#### Source text
════

This blog posting from IraqPundit caught my eye yesterday and I thought it was very important to share some of it here.
Maybe this is a good time to pass along more such news, not to “refute” the Times‘ portrait of Baghdad as a city of fear (it’s certainly that), but to demonstrate the chasm between the Times’ approach to Iraq now, and Iraqis’ view of our own troubled country.
I spoke to an aunt in Baghdad the other day. She and her husband live in a mixed area that locals call “The Judges’ Neighborhood.” They and their neighbors have seen a lot of terrible violence, and have experienced far more than their share of fear.
I’ve talked with this aunt frequently, and while she’s always tried to sound as if she and her husband will be just fine, this recent call was different. This time, she had palpable optimism in her voice. For the first time in a long, long time, she told me, she and the people around her feel that things might turn out okay after all.
Soldiers have been going door to door, she said, trying to locate those who had been chased away from their homes, to help them return. People are coming back to the neighborhood; daily life on the streets in her quarter is beginning to assume an air of routine. Her friends and neighbors are increasingly hopeful that things are taking a meaningful turn for the better. For them at least, the latest security crackdown is showing signs of success.
Are my aunt and her neighbors kidding themselves out of desperation? That’s possible; it’s hard to live without hope, and people can be creative at manufacturing reasons to be optimistic. (Though the truth is that Iraqis are not, as a rule, an optimistic group, and are inclined by cultural habit to see things darkly. But that’s another story.) It’s true that the murderers in Iraq are still at work. On the other hand, I’m far more inclined to take seriously a picture of Baghdad that comes from a life-long Baghdadi than one coming from a Westerner who has parachuted into town for a while, and who doesn’t speak the language.
Yet Iraqis who desperately want to lead normal lives are not the only ones with an incentive to interpret events in their own interests. If one listens to the usual suspects among certain journalists, academics, and politicians, the ongoing crackdown is futile and doomed to fail. But that’s a conclusion that many of these figures reached even before the security sweep began. In other words, some of the crackdown’s critics have created incentives, professional and personal, to perceive Iraqi and American failure. People can be creative at manufacturing reasons to be pessimistic, too.
I don’t know whether the Baghdad crackdown will ultimately succeed, but I know that so far it has benefited at least a pair of communities where my own relatives live. I hope that greater security and a sense of peaceful routine soon spreads throughout Baghdad, and allows the city’s many communities – there are more than two – to resume living in trust. And I’ll let those who see things differently speak for themselves.
But wait….there’s more! Michael Yon, who by any account is the most seasoned War on Terror correspondent, has this latest dispatch: Meanwhile.

════

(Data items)
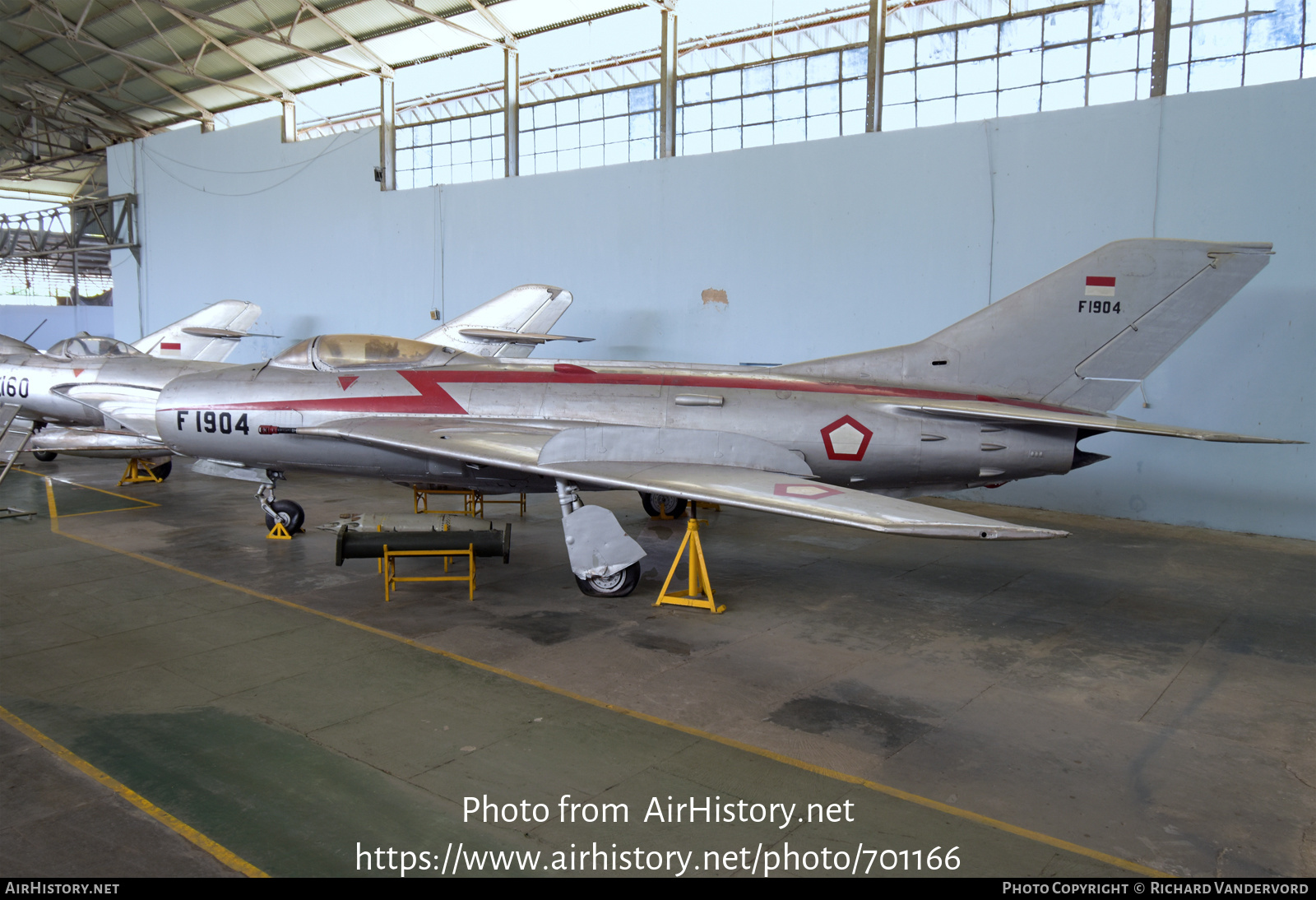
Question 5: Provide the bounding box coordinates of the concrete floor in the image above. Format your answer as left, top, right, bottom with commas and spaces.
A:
0, 457, 1316, 875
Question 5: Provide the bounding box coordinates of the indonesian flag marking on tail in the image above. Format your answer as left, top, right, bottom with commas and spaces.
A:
1083, 275, 1114, 297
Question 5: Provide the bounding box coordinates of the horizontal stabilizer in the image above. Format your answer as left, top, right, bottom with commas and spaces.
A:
776, 238, 1270, 412
133, 300, 262, 362
458, 327, 594, 343
883, 400, 1307, 443
417, 284, 588, 356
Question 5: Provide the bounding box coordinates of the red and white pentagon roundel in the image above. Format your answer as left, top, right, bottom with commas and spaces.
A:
822, 415, 873, 462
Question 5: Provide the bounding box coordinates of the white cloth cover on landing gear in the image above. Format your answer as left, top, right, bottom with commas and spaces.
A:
562, 507, 645, 578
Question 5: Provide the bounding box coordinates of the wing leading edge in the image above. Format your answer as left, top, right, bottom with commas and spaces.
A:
296, 419, 1068, 540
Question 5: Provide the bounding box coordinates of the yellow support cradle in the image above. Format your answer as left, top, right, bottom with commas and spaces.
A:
118, 457, 164, 487
654, 518, 726, 613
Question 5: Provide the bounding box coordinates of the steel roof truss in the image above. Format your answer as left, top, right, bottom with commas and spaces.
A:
150, 0, 378, 75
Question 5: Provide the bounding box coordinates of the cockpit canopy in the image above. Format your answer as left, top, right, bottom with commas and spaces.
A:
0, 334, 37, 355
270, 334, 456, 373
46, 334, 146, 360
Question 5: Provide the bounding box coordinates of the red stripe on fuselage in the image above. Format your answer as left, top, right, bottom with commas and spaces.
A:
161, 369, 1073, 415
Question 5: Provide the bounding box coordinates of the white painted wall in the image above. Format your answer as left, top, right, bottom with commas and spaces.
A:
110, 81, 1316, 538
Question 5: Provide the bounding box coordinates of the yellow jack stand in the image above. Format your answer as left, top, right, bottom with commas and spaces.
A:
118, 457, 164, 487
654, 518, 726, 613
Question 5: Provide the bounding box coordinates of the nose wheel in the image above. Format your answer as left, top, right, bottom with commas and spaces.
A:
577, 562, 640, 597
255, 485, 307, 536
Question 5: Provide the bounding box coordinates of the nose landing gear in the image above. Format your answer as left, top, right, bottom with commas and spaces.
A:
255, 485, 307, 538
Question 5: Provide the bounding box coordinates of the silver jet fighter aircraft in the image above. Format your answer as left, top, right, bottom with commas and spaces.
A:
156, 239, 1281, 596
0, 300, 261, 478
0, 284, 582, 479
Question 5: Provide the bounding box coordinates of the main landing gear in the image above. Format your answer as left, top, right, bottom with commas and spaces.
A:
640, 491, 686, 518
255, 485, 307, 537
558, 479, 645, 597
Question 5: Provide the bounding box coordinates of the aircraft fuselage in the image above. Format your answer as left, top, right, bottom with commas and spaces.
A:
156, 356, 1077, 494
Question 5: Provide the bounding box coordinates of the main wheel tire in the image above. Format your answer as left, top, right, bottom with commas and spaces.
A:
573, 563, 640, 597
640, 491, 686, 518
265, 500, 307, 534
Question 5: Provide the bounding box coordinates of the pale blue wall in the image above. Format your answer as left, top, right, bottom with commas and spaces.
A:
110, 81, 1316, 538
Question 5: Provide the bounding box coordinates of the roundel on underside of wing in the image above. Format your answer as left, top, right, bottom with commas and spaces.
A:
822, 415, 873, 462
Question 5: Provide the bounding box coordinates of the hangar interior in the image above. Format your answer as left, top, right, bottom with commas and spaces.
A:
0, 0, 1316, 876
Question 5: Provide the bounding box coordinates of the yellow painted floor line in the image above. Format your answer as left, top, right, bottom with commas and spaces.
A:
13, 466, 160, 510
35, 478, 1174, 878
0, 705, 270, 878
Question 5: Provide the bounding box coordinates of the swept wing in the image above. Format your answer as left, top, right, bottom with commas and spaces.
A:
296, 419, 1066, 540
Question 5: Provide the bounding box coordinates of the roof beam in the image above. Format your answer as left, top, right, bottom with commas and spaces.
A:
166, 8, 292, 100
13, 0, 279, 106
298, 0, 393, 77
13, 0, 251, 118
466, 0, 516, 46
378, 0, 516, 50
150, 0, 378, 75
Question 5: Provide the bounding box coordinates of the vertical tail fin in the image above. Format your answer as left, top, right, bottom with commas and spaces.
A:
133, 300, 261, 362
779, 238, 1272, 412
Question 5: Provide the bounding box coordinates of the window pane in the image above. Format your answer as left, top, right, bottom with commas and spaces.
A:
741, 66, 772, 94
713, 72, 739, 100
1042, 7, 1089, 44
772, 118, 804, 143
919, 31, 956, 66
1042, 77, 1083, 109
1087, 72, 1136, 107
956, 59, 996, 93
627, 84, 656, 112
999, 53, 1042, 88
805, 84, 841, 116
841, 77, 869, 109
916, 66, 956, 98
956, 25, 996, 59
808, 53, 841, 84
741, 94, 772, 125
882, 38, 913, 72
956, 92, 996, 123
1193, 18, 1242, 59
772, 90, 804, 118
684, 132, 713, 155
1000, 16, 1042, 53
1248, 0, 1300, 50
996, 86, 1042, 116
680, 75, 712, 104
916, 97, 956, 128
1189, 57, 1242, 90
841, 48, 869, 77
713, 128, 739, 153
807, 114, 841, 141
1092, 37, 1138, 73
713, 100, 741, 128
741, 125, 772, 147
882, 103, 913, 132
1244, 48, 1303, 84
772, 59, 804, 90
1042, 44, 1087, 81
882, 72, 913, 104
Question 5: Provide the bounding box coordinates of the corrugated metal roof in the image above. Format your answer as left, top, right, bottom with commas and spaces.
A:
0, 0, 643, 195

════

#### What you need to do
A) According to the post about the Baghdad security crackdown, what do locals call the mixed area where the writer's aunt lives?
B) Resume the post about the Baghdad security crackdown, carrying on directly after its final sentence.

#### The results
A) “The Judges’ Neighborhood.”

B)
With the odometer running over many embeds, Mellinger has taken me about 4,000 miles (total) up and down Iraqi roads, visiting units from north to south, east to west, showing that the military truly opens their doors to writers who will stick it out. They don’t even have to like you: my fights with the Army are well-known, yet they continue to open their doors. There’s a lesson in there. I wrote that Iraq was in a civil war shortly after covering the first elections. I wrote about commanders who did poorly, and ISF units that couldn’t shoot straight, and I wrote about the veneer of victory in Afghanistan cracking under the weight of a poppy-fueled Taliban resurgence. Yet they still let me in.
It’s a reminder of why I am so proud of my country, despite our many problems. It’s also a caution about why we must stick with our people who have been mostly abandoned at war. I understand the position of the journalists. Especially the ones who get blown up or shot at fairly regularly, but the informed interest of ordinary Americans is critical to the outcome of this war. And the truth is that our soldiers in Iraq and Afghanistan, most of whom rarely (if ever) see a writer, are abandoned by default.
Low morale in a particular unit can be the result of poor leadership in that unit, or just not getting mail, for instance. But gauging morale is not a simple affair of asking a few soldiers. A person has to live with them across Iraq. Having done so, my opinion is that overall troop morale is good to high. (If their morale could be bottled, it would probably would sell like crack, then be outlawed.)
And, finally, can you believe THIS from NBC News King Brian Williams?
CHRIS MATTHEWS: Now I want to ask you the big question. How is the surge going in Baghdad?
BRIAN WILLIAMS: Well, I’ll tell you. It`s in its early stages and with – if you mention the so-called surge, you have to talk about it in tandem with this new policy of these small outposts, these – what they are really is glorified police stations.
We saw it today in Ramadi. There is patently no way a few weeks ago we could have stood outside an armored vehicle and had a conversation as we did today in Ramadi.
They have changed policy there. The war has changed.
Is it better? That’ll be for other people to judge. But it is already being felt here, that is, the increase in troops. The first ones are already here.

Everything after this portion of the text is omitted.